» **資料**

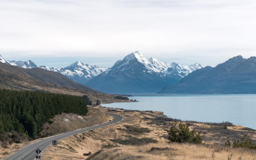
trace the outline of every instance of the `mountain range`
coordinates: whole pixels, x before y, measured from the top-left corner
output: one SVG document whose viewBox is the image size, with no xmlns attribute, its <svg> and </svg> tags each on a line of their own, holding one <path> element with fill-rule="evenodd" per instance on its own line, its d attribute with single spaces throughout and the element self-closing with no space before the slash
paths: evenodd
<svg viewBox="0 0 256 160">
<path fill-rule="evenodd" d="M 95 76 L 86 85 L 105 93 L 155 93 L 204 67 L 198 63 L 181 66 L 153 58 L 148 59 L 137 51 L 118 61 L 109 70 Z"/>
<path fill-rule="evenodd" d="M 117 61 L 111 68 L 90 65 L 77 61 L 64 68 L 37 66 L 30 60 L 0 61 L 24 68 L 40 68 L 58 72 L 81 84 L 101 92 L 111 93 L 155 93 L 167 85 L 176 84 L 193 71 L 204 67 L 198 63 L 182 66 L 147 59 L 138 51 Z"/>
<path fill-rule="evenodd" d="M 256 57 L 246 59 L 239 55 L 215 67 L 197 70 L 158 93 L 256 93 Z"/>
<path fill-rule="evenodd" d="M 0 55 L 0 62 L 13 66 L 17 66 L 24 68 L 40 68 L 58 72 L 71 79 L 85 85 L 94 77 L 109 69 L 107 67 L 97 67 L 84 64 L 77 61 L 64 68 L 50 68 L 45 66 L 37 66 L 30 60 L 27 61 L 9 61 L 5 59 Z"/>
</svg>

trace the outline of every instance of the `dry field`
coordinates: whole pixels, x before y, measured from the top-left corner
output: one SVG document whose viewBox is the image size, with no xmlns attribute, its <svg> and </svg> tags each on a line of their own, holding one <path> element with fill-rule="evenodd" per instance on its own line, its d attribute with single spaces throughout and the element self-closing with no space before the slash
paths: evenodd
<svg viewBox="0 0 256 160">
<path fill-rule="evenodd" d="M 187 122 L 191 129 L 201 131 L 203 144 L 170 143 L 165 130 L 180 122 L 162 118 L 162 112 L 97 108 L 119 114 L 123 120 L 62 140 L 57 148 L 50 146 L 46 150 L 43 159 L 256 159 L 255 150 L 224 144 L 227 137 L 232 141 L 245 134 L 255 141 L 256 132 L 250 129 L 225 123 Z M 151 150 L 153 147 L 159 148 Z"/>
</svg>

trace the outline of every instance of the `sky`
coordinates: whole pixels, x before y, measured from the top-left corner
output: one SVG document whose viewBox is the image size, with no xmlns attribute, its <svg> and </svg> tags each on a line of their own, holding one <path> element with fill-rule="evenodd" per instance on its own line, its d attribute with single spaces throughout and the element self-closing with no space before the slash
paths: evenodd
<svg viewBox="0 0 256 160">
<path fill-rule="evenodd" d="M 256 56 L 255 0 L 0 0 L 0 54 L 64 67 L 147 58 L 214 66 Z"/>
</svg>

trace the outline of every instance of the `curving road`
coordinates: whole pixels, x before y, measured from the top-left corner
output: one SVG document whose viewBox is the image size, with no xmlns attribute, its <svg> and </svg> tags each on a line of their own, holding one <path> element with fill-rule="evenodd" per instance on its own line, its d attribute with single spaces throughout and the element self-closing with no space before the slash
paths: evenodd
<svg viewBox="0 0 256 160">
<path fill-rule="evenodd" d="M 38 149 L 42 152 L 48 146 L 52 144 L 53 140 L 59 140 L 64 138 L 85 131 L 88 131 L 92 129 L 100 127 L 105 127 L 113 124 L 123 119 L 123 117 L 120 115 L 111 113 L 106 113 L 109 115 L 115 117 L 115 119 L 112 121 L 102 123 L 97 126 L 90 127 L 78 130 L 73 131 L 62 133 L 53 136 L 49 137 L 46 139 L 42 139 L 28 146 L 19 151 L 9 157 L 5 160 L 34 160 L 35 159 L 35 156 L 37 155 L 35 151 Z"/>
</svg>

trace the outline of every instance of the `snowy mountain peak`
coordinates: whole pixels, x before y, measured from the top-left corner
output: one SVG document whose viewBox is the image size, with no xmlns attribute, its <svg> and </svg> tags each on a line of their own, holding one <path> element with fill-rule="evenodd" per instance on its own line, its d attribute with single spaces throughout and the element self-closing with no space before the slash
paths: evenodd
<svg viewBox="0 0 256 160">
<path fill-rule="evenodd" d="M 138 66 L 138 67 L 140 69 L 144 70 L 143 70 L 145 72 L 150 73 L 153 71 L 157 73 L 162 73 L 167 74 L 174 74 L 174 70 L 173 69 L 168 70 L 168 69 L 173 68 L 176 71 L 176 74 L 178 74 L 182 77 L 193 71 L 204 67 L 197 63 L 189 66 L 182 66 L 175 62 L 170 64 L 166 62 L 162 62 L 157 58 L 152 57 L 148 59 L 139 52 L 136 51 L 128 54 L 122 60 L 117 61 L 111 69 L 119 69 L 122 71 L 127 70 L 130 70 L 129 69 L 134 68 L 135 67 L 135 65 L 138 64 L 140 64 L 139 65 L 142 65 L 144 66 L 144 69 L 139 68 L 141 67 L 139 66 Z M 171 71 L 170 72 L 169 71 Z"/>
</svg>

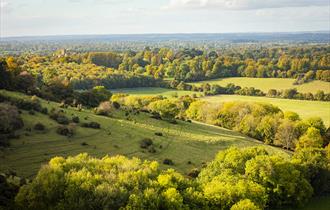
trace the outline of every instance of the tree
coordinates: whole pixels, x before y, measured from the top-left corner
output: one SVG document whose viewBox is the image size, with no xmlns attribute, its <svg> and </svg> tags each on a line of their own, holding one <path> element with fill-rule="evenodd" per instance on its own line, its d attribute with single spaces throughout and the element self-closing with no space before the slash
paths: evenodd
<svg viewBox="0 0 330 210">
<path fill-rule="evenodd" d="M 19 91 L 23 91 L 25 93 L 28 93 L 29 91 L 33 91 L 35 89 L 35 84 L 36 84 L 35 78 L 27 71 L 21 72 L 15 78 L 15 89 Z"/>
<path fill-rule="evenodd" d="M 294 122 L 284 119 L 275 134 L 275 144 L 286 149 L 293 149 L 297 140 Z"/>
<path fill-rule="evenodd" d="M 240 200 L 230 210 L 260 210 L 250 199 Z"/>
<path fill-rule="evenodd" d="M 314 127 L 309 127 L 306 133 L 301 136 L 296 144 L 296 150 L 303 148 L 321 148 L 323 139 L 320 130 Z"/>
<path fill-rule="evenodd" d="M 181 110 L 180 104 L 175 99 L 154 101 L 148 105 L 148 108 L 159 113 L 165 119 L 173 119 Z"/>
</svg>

» **やること**
資料をすべて、1件につき1行の2列CSVに入れること。列名は「文面」と「解答」とし、各値は改行を空白に置き換えて、引用符で囲んだ1つのフィールドに収め、画像は含めないこと。

» **解答**
文面,解答
"trace the outline of every instance of the `mountain range` coordinates: whole pixels, x before y, measured from the top-left corner output: one SVG document whose viewBox is the image size, with no xmlns attribute, its <svg> and </svg> tags each on a line of their own, holding one <path> element with fill-rule=""evenodd"" per instance on its own line, its d attribute with single spaces throughout and the element self-closing with no space before the slash paths: evenodd","<svg viewBox=""0 0 256 160""> <path fill-rule=""evenodd"" d=""M 95 76 L 86 85 L 105 93 L 155 93 L 204 67 L 198 63 L 181 66 L 153 58 L 148 59 L 137 51 L 118 61 L 109 70 Z""/> <path fill-rule=""evenodd"" d=""M 117 61 L 111 68 L 90 65 L 77 61 L 64 68 L 37 66 L 30 60 L 0 61 L 24 68 L 40 68 L 58 72 L 81 84 L 101 92 L 111 93 L 155 93 L 167 85 L 176 84 L 193 71 L 204 67 L 198 63 L 182 66 L 147 59 L 138 51 Z""/> <path fill-rule=""evenodd"" d=""M 256 57 L 246 59 L 239 55 L 215 67 L 197 70 L 158 93 L 256 93 Z""/> <path fill-rule=""evenodd"" d=""M 0 55 L 0 62 L 13 66 L 17 66 L 24 68 L 40 68 L 58 72 L 71 79 L 85 85 L 94 77 L 109 69 L 107 67 L 97 67 L 84 64 L 77 61 L 64 68 L 50 68 L 45 66 L 37 66 L 30 60 L 27 61 L 9 61 L 5 59 Z""/> </svg>"
"trace the outline of every instance of the `dry field` coordinates: whole pixels, x before y, measured from the top-left corner output: one SVG document whose viewBox is the image size, with no xmlns attribute, its <svg> and </svg> tags each on a line of their own, holding one <path> element with fill-rule=""evenodd"" per instance on its own line, its d attribute with single spaces throughout and the element self-closing with no space before the slash paths: evenodd","<svg viewBox=""0 0 256 160""> <path fill-rule=""evenodd"" d=""M 187 122 L 191 129 L 201 131 L 203 144 L 170 143 L 165 130 L 180 122 L 162 118 L 162 112 L 97 108 L 119 114 L 123 120 L 62 140 L 57 148 L 50 146 L 46 150 L 43 159 L 256 159 L 255 150 L 224 144 L 227 137 L 232 141 L 245 134 L 255 141 L 256 132 L 250 129 L 225 123 Z M 151 150 L 153 147 L 159 148 Z""/> </svg>"
"trace the outline of every instance of the `sky` coordinates: whole pixels, x before y, measured from the top-left corner output: one SVG document whose viewBox is the image size, with no xmlns attribute, its <svg> and </svg> tags each on a line of their own, holding one <path> element with fill-rule=""evenodd"" per instance on its own line, its d attribute with single spaces throughout and the element self-closing with no space before the slash paths: evenodd","<svg viewBox=""0 0 256 160""> <path fill-rule=""evenodd"" d=""M 256 56 L 255 0 L 0 0 L 0 54 L 64 67 L 147 58 L 214 66 Z""/> </svg>"
"trace the outline of every instance of the `curving road` coordinates: whole pixels, x before y, measured from the top-left corner output: one SVG document whose viewBox is the image size, with no xmlns attribute, its <svg> and </svg> tags each on a line of their own, holding one <path> element with fill-rule=""evenodd"" per instance on its own line, its d attribute with single spaces throughout and the element self-closing with no space before the slash paths: evenodd","<svg viewBox=""0 0 256 160""> <path fill-rule=""evenodd"" d=""M 38 149 L 42 152 L 48 146 L 52 144 L 53 140 L 59 140 L 64 138 L 85 131 L 88 131 L 92 129 L 100 127 L 105 127 L 113 124 L 123 119 L 123 117 L 120 115 L 111 113 L 106 113 L 109 115 L 115 117 L 115 119 L 112 121 L 102 123 L 97 126 L 90 127 L 78 130 L 73 131 L 62 133 L 53 136 L 49 137 L 46 139 L 42 139 L 28 146 L 19 151 L 9 157 L 5 160 L 34 160 L 35 159 L 35 156 L 37 155 L 35 151 Z""/> </svg>"
"trace the outline of every instance of the `snowy mountain peak` coordinates: whole pixels, x before y, measured from the top-left corner output: one SVG document whose viewBox is the image size, with no xmlns attribute, its <svg> and </svg> tags each on a line of their own, holding one <path> element with fill-rule=""evenodd"" per instance on its own line, its d attribute with single spaces throughout and the element self-closing with no space before the slash paths: evenodd","<svg viewBox=""0 0 256 160""> <path fill-rule=""evenodd"" d=""M 138 66 L 138 67 L 140 69 L 144 70 L 143 70 L 145 72 L 150 73 L 153 71 L 157 73 L 162 73 L 167 74 L 174 74 L 174 70 L 173 69 L 168 70 L 168 69 L 173 68 L 176 71 L 176 74 L 178 74 L 182 77 L 193 71 L 204 67 L 197 63 L 189 66 L 182 66 L 175 62 L 170 64 L 166 62 L 162 62 L 157 58 L 152 57 L 148 59 L 139 52 L 136 51 L 128 54 L 122 60 L 117 61 L 111 69 L 119 69 L 122 71 L 127 70 L 130 70 L 129 69 L 134 68 L 135 67 L 135 65 L 138 64 L 140 64 L 139 65 L 142 65 L 144 66 L 144 69 L 139 68 L 141 67 L 139 66 Z M 171 71 L 170 72 L 169 71 Z""/> </svg>"
"trace the outline of every instance of the tree coordinates: whole pixels, x before y, measured from the top-left corner output: one SVG document whose viewBox is the image size, with no xmlns attribute, its <svg> and </svg> tags each on a line of their own, holding one <path> element with fill-rule=""evenodd"" per instance on its own line, its d attribute with single spaces throughout and the element self-closing with no space before the slash paths: evenodd","<svg viewBox=""0 0 330 210""> <path fill-rule=""evenodd"" d=""M 19 91 L 23 91 L 25 93 L 28 93 L 29 91 L 33 91 L 35 89 L 35 84 L 36 84 L 35 78 L 27 71 L 21 72 L 15 78 L 15 89 Z""/> <path fill-rule=""evenodd"" d=""M 294 122 L 284 119 L 275 134 L 275 144 L 286 149 L 293 149 L 297 140 Z""/> <path fill-rule=""evenodd"" d=""M 240 200 L 230 210 L 260 210 L 250 199 Z""/> <path fill-rule=""evenodd"" d=""M 314 127 L 309 127 L 306 133 L 301 136 L 296 144 L 296 150 L 303 148 L 321 148 L 323 139 L 320 130 Z""/> <path fill-rule=""evenodd"" d=""M 181 110 L 180 104 L 175 99 L 154 101 L 148 105 L 148 108 L 159 113 L 165 119 L 173 119 Z""/> </svg>"